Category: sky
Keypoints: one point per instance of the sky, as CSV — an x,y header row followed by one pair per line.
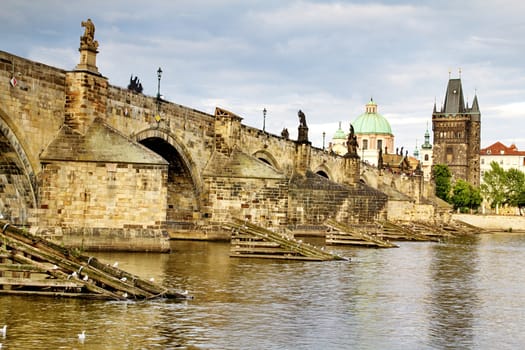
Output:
x,y
326,58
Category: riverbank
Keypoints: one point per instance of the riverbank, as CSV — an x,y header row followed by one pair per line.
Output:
x,y
495,223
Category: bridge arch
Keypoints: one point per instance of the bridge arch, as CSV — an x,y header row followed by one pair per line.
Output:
x,y
267,157
323,171
184,179
17,176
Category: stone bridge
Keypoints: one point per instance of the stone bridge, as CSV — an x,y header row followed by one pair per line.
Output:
x,y
103,167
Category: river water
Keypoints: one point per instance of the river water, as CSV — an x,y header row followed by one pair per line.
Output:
x,y
465,293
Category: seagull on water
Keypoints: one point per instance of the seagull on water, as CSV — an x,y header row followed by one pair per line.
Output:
x,y
82,336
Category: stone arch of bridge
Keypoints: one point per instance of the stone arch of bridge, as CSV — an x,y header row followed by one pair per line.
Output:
x,y
184,180
323,171
18,182
268,158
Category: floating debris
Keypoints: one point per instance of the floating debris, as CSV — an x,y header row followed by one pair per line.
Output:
x,y
31,265
252,241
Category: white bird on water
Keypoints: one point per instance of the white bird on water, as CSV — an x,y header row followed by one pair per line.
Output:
x,y
82,336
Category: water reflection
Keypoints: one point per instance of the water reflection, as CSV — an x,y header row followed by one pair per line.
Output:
◇ ◇ ◇ ◇ ◇ ◇ ◇
§ **What this task involves**:
Omit all images when repeating the data above exactly.

§ **Response area**:
Category: sky
Keypoints: one point per instance of the sky, as CSV — an x,y header row followed by one pair per line.
Output:
x,y
326,58
Category: riverbank
Keypoints: one point per instance of the riverbank, as CSV — an x,y header row followed by one pair per line.
Output:
x,y
495,223
Category: bridge arch
Keypoints: one point per instance of the bridge arch, as CSV — an x,y header row followed by one pair per line.
Output:
x,y
267,157
323,171
184,179
17,176
Category: stone bridge
Keypoints: one point per instance of the stone bridge, as CSV — an x,y header row followed by one pair per line.
Output:
x,y
103,167
Category: river water
Keypoints: one point per instance of the river water, as CSV — an x,y header row followed by one pair per line.
Output:
x,y
465,293
Category: seagull on water
Keypoints: one point per instance of the seagull on water, as CSV — an x,y header row followed by one pair per line.
Output:
x,y
82,336
Category: stone arch of bridge
Keypoints: one point per instance of the stone arch of bridge, as CSV — an x,y header row followed by one pair per line.
Output:
x,y
184,180
323,171
18,182
268,158
Category: floating debris
Keypoints: one point per instance of the floating debris, as CSV — an x,y header row followed by one pair per line.
Output:
x,y
31,265
252,241
Category: white bird on water
Keypoints: one point per instance of the white bird on water, as CSV — an x,y header row followed by one pair per line.
Output:
x,y
82,336
Category: water reflection
Keypoints: one point per instance of the water reflection, as CSV — an x,y header row followed by one pair per line.
Output:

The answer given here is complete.